| TASK DESCRIPTION |
With no images included, output each entry below exactly as it appears.

[[ MATERIAL FOR THIS TASK, beginning ]]

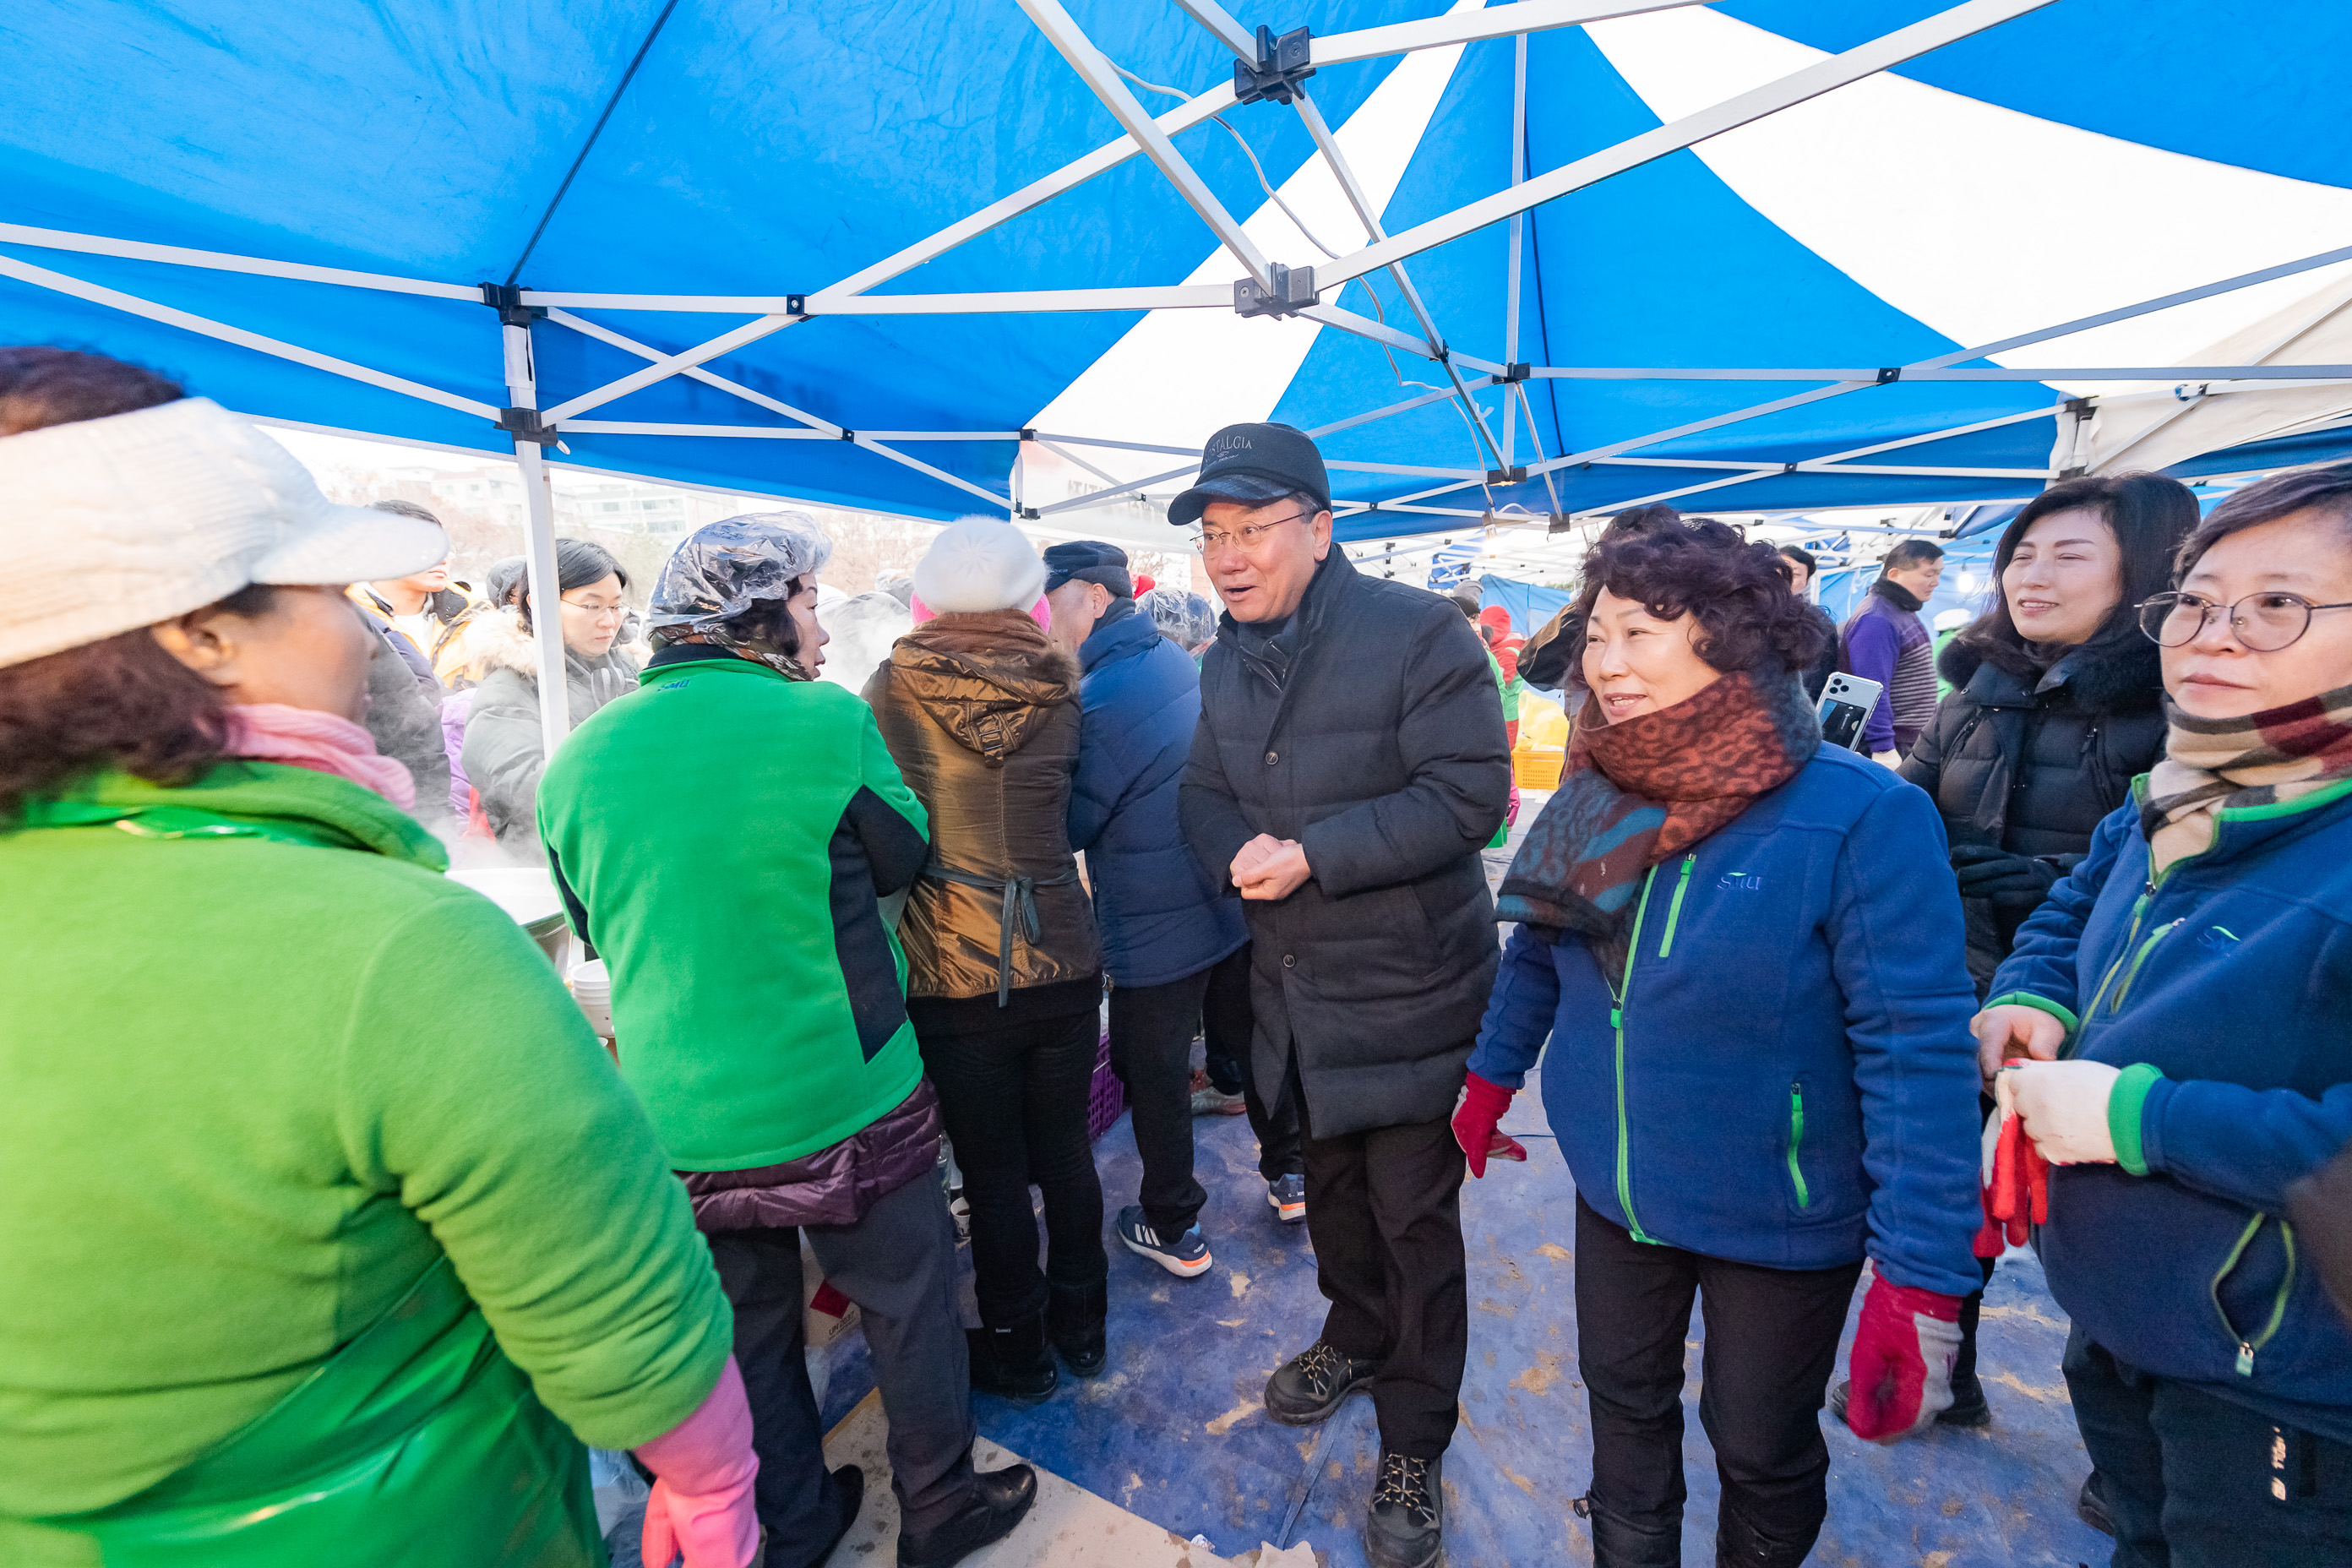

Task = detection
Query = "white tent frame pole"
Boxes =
[1523,363,2352,381]
[2098,276,2352,471]
[1015,0,1272,290]
[1504,32,1528,470]
[0,222,479,299]
[1313,0,2060,296]
[1312,0,1703,66]
[1170,0,1256,59]
[536,308,1011,510]
[1293,87,1509,472]
[1367,239,2352,514]
[0,251,498,419]
[503,319,572,760]
[1308,386,1471,438]
[1037,462,1202,516]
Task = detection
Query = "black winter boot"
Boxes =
[1363,1452,1442,1568]
[1576,1493,1678,1568]
[966,1317,1057,1404]
[1265,1338,1379,1426]
[1046,1280,1107,1377]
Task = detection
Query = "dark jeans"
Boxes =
[1574,1194,1863,1567]
[915,983,1108,1327]
[703,1170,977,1562]
[1294,1054,1467,1458]
[2065,1326,2352,1566]
[1202,943,1303,1180]
[1108,969,1210,1237]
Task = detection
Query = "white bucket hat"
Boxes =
[0,397,449,669]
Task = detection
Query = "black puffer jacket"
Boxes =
[1179,551,1511,1137]
[1899,631,2165,989]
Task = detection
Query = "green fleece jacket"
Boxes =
[0,764,732,1564]
[537,650,931,1170]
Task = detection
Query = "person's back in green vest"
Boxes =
[539,648,932,1169]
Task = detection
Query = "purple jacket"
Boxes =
[678,1079,943,1230]
[1842,588,1937,753]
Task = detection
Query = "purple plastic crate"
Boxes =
[1086,1026,1124,1142]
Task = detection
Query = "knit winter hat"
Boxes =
[912,515,1048,614]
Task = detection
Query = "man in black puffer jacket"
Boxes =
[1176,423,1509,1568]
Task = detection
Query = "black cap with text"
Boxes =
[1168,422,1331,529]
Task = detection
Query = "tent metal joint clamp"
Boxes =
[786,294,809,318]
[1236,261,1316,318]
[476,282,543,327]
[1503,363,1533,383]
[1233,24,1314,107]
[1876,366,1903,384]
[495,406,559,445]
[1486,465,1527,485]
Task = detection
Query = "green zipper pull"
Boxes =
[1610,1005,1622,1029]
[2237,1341,2257,1377]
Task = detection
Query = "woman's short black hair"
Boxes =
[1775,544,1818,579]
[1565,510,1827,689]
[518,538,629,633]
[1955,471,2198,668]
[2175,461,2352,578]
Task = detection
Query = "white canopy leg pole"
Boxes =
[503,320,571,760]
[1503,32,1528,471]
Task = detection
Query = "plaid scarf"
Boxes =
[2143,683,2352,873]
[1496,667,1819,974]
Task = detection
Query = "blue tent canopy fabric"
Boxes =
[7,0,2350,532]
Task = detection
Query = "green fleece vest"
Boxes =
[0,765,731,1565]
[536,657,930,1170]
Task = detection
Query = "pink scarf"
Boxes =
[222,703,416,810]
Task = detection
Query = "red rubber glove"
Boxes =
[637,1357,762,1568]
[1842,1275,1963,1443]
[1451,1071,1528,1179]
[1973,1102,2051,1257]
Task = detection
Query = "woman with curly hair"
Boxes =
[1451,512,1984,1568]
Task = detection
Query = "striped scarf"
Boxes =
[2142,683,2352,873]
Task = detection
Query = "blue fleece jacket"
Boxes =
[1069,601,1247,988]
[1986,780,2352,1441]
[1467,745,1984,1298]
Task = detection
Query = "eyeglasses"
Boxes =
[2137,590,2352,651]
[560,596,628,624]
[1191,509,1315,558]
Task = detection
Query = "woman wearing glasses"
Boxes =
[461,538,639,855]
[1982,463,2352,1564]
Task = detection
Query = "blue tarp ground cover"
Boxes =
[6,2,2349,525]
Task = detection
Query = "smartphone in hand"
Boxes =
[1816,672,1883,752]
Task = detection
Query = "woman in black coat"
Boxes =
[1880,471,2195,1450]
[1902,473,2199,992]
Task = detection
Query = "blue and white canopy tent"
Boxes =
[9,0,2352,753]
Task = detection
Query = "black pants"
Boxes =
[1294,1054,1467,1458]
[1202,944,1303,1180]
[2065,1326,2352,1566]
[703,1170,978,1563]
[1574,1195,1863,1567]
[1108,969,1210,1237]
[915,983,1108,1327]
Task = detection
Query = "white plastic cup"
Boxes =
[569,960,613,1039]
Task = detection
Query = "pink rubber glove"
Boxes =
[635,1356,761,1568]
[1842,1275,1963,1443]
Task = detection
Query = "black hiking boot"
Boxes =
[1265,1337,1379,1426]
[1364,1451,1443,1568]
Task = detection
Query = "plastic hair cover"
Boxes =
[1142,586,1217,647]
[646,511,835,678]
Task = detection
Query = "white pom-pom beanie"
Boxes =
[912,514,1048,614]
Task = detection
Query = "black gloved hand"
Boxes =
[1947,842,2061,906]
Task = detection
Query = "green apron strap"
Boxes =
[34,1257,602,1568]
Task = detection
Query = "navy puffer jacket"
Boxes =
[1068,600,1246,987]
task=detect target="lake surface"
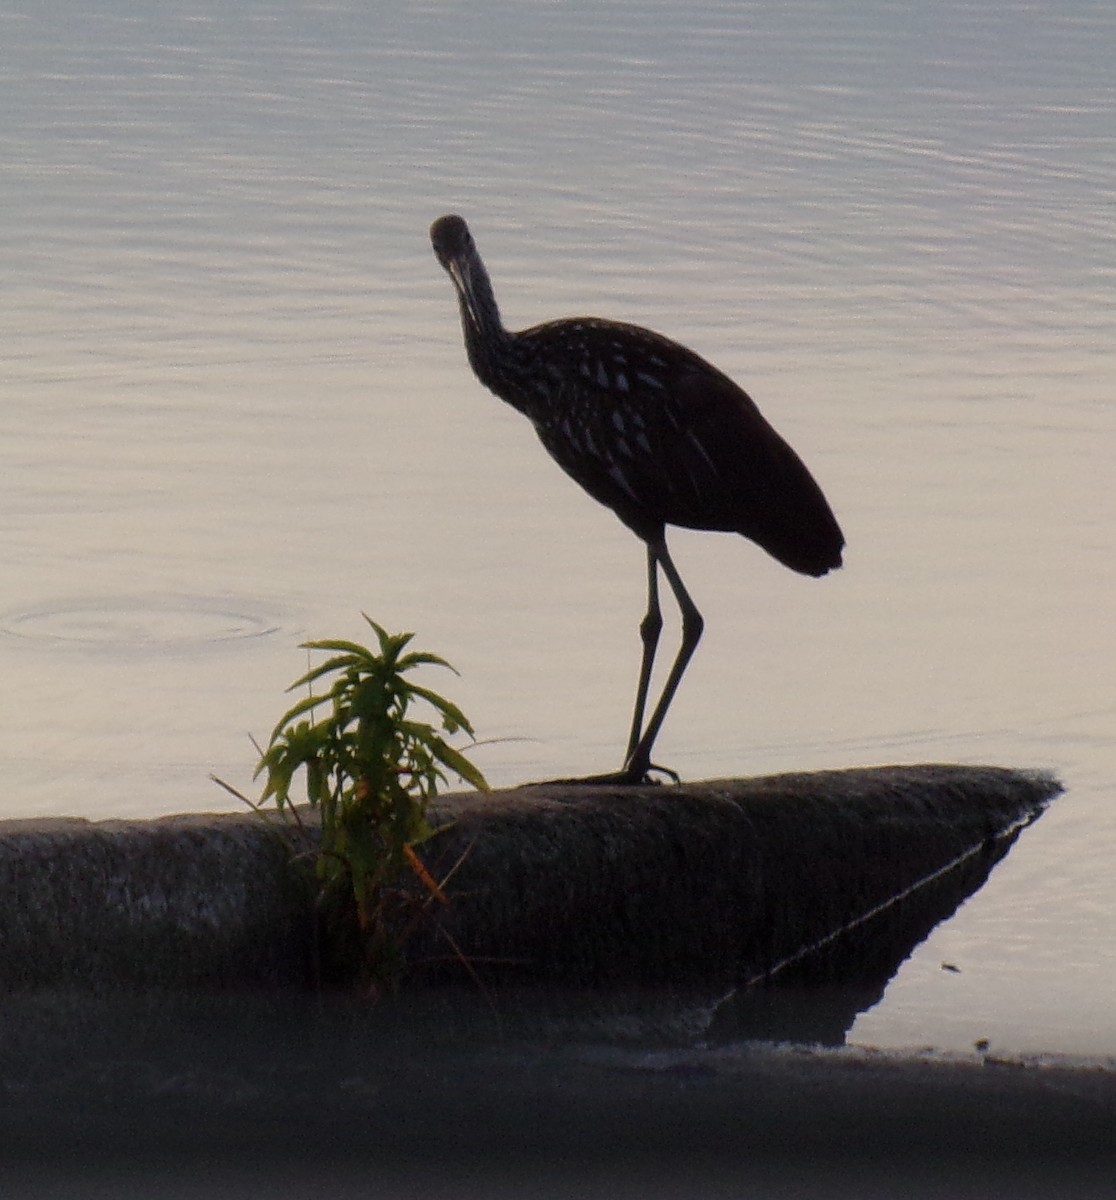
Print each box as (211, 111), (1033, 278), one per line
(1, 0), (1114, 1060)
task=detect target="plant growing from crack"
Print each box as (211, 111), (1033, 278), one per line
(219, 615), (486, 989)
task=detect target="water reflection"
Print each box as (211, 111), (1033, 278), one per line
(710, 818), (1035, 1047)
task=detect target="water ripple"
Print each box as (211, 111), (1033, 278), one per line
(0, 594), (284, 651)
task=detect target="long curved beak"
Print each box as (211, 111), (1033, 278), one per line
(446, 256), (482, 331)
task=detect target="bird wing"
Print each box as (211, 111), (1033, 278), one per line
(668, 366), (844, 574)
(518, 320), (843, 574)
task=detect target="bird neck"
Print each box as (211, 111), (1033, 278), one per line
(458, 259), (519, 395)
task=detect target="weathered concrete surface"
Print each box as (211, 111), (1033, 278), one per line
(415, 764), (1059, 989)
(0, 764), (1059, 992)
(0, 813), (312, 989)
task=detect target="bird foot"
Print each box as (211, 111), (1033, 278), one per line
(523, 761), (680, 788)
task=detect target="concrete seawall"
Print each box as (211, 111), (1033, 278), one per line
(0, 763), (1059, 993)
(0, 812), (312, 989)
(416, 763), (1058, 993)
(8, 763), (1111, 1198)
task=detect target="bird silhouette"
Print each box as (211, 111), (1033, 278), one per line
(431, 214), (843, 784)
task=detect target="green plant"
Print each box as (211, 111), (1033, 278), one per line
(238, 615), (487, 987)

[[ MATERIAL FOR THIS TASK, end ]]

| SOLUTION FOR THIS PROBLEM |
Task = detection
Query = "white tent frame pole"
Boxes =
[1523,363,2352,381]
[2098,276,2352,471]
[1015,0,1272,290]
[1504,32,1528,470]
[0,222,479,299]
[1313,0,2060,296]
[1312,0,1703,66]
[1170,0,1256,59]
[536,308,1011,510]
[1293,87,1509,472]
[1367,239,2352,514]
[0,251,498,419]
[503,319,572,760]
[1308,386,1471,438]
[1037,462,1202,516]
Task = detection
Query = "black winter boot"
Boxes =
[1363,1452,1442,1568]
[1576,1493,1678,1568]
[966,1317,1057,1404]
[1265,1338,1379,1426]
[1046,1280,1107,1377]
Task = detection
Query = "dark jeans"
Boxes =
[1574,1194,1863,1567]
[915,983,1108,1327]
[703,1170,977,1562]
[1294,1054,1467,1458]
[2065,1326,2352,1566]
[1202,943,1303,1180]
[1108,969,1210,1237]
Task = detection
Query = "white bucket hat"
Boxes =
[0,397,449,669]
Task = detection
Query = "black puffer jacket"
Boxes =
[1179,551,1511,1137]
[1899,631,2165,989]
Task = detection
Query = "green fleece jacket"
Boxes =
[0,764,732,1564]
[537,650,931,1170]
Task = detection
Query = "person's back in green vest"
Boxes =
[539,648,932,1169]
Task = detection
Query = "purple jacket"
Boxes =
[678,1079,943,1230]
[1842,588,1937,753]
Task = detection
Query = "purple plastic crate"
Boxes =
[1086,1026,1124,1142]
Task = detection
Query = "knit winter hat"
Boxes =
[912,515,1048,614]
Task = detection
Query = "man in black puffer jacket"
Boxes =
[1176,423,1509,1568]
Task = detection
Query = "black cap with text"
Boxes =
[1168,422,1331,529]
Task = detection
Query = "tent metal joint clamp"
Boxes =
[786,294,809,318]
[1236,261,1316,318]
[476,282,543,327]
[1503,363,1533,383]
[1233,24,1314,107]
[1876,366,1903,384]
[495,406,559,445]
[1486,465,1527,485]
Task = detection
Query = "green zipper pull"
Boxes =
[1610,1005,1622,1029]
[2237,1341,2257,1377]
Task = detection
Query = "woman's short black hair"
Boxes =
[1775,544,1818,579]
[1565,510,1827,689]
[518,538,629,633]
[1955,471,2198,668]
[2175,461,2352,578]
Task = detection
Query = "white canopy leg pole"
Boxes =
[503,320,571,760]
[1503,32,1528,471]
Task = detection
Query = "plaid scarf"
Boxes =
[2143,683,2352,873]
[1496,667,1819,974]
Task = detection
Query = "blue tent canopy fabric"
Boxes =
[7,0,2350,532]
Task = detection
Query = "green fleece vest"
Boxes =
[0,765,731,1565]
[536,657,930,1170]
Task = detection
Query = "pink scarf"
Boxes =
[222,703,416,810]
Task = detection
Query = "red rubber glove"
Boxes =
[637,1357,762,1568]
[1842,1275,1963,1443]
[1451,1071,1528,1179]
[1973,1102,2051,1257]
Task = detection
Query = "woman with curly hair"
Boxes =
[1451,512,1984,1568]
Task = detection
Query = "striped scarf"
Boxes =
[2142,683,2352,873]
Task = detection
Query = "blue fleece jacket"
Boxes =
[1069,601,1247,988]
[1986,780,2352,1441]
[1467,745,1984,1298]
Task = detection
Query = "eyeglasses"
Boxes =
[2137,590,2352,651]
[560,596,628,624]
[1191,509,1315,558]
Task = detection
Query = "woman wearing glasses"
Boxes =
[461,538,639,855]
[1982,463,2352,1564]
Task = detection
Query = "blue tarp ground cover"
Boxes =
[6,2,2349,525]
Task = detection
Query = "smartphone in hand"
Boxes =
[1816,672,1883,752]
Task = detection
Query = "woman in black coat"
Boxes =
[1880,471,2195,1450]
[1902,473,2199,992]
Task = detection
Query = "blue and white canopy tent"
Boxes =
[9,0,2352,753]
Task = detection
Query = "black pants"
Boxes =
[1294,1054,1467,1458]
[1202,944,1303,1180]
[2065,1326,2352,1566]
[703,1170,978,1563]
[1574,1195,1863,1567]
[1108,969,1210,1237]
[915,983,1108,1327]
Task = detection
Query = "white plastic cup"
Boxes =
[569,960,613,1039]
Task = detection
Query = "pink rubber glove"
Boxes =
[635,1356,761,1568]
[1842,1275,1963,1443]
Task = detection
Query = "black hiking boot"
Boxes =
[1265,1337,1379,1426]
[1364,1451,1443,1568]
Task = detection
Query = "plastic hair cover"
Boxes =
[1142,586,1217,647]
[646,511,835,678]
Task = detection
Query = "white pom-pom beanie"
Boxes =
[912,514,1048,614]
Task = detection
Query = "black gloved hand"
Boxes =
[1947,842,2061,906]
Task = detection
Query = "green apron strap"
Boxes =
[34,1257,602,1568]
Task = detection
Query = "navy puffer jacket"
Boxes =
[1068,600,1246,987]
task=detect target="lake surface"
Print each box as (211, 111), (1033, 278), one per line
(1, 0), (1114, 1060)
task=detect target="plant growing from crack"
Print each box as (211, 111), (1033, 278), one per line
(219, 615), (486, 989)
task=detect target="water reflection"
Print each box as (211, 111), (1033, 278), one per line
(710, 818), (1035, 1047)
task=detect target="water ripple"
Print each box as (211, 111), (1033, 278), one per line
(0, 594), (284, 651)
task=detect target="long curved beak"
Print each box as (211, 111), (1033, 278), one per line
(446, 256), (482, 331)
task=detect target="bird wing"
Print each box as (211, 111), (1033, 278), one per line
(668, 366), (844, 574)
(518, 320), (843, 574)
task=detect target="bird neck"
Print each box as (211, 111), (1033, 278), one per line
(458, 259), (519, 395)
task=detect target="weathered concrete surface"
Print each box as (211, 111), (1033, 278), one per line
(415, 764), (1059, 989)
(0, 764), (1059, 992)
(0, 813), (312, 989)
task=detect target="bird foot"
Print each box as (211, 111), (1033, 278), one per line
(523, 761), (680, 788)
task=detect target="concrete seawall"
Print each box as (211, 111), (1033, 278), one per line
(0, 763), (1059, 993)
(0, 812), (312, 989)
(416, 763), (1058, 993)
(8, 763), (1111, 1198)
task=detect target="bird silhouette"
Print each box as (211, 111), (1033, 278), one per line
(431, 214), (843, 784)
task=detect target="green plant"
Print each box as (211, 111), (1033, 278), one per line
(238, 615), (487, 987)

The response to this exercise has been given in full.